SUPPLIED MATERIAL:
****************
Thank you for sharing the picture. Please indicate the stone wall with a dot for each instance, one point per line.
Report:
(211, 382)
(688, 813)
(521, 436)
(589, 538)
****************
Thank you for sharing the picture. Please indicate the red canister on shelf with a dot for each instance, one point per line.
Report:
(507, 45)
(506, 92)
****************
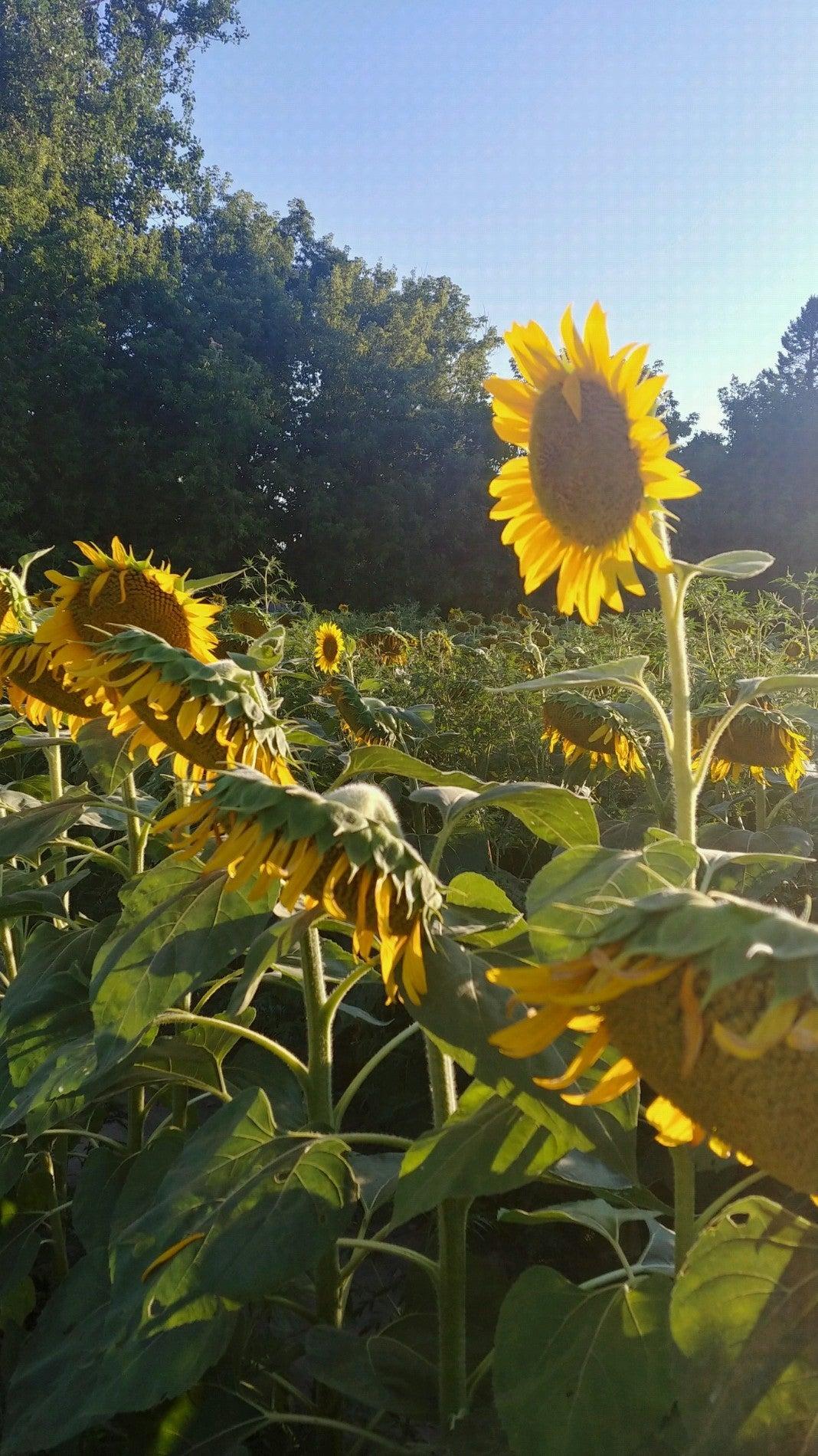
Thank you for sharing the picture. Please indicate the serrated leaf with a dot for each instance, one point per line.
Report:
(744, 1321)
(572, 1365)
****************
WHAT TO PRODUCE: Give only the count of lines in this material that contain the string "sharing".

WRITTEN RESPONSE: 3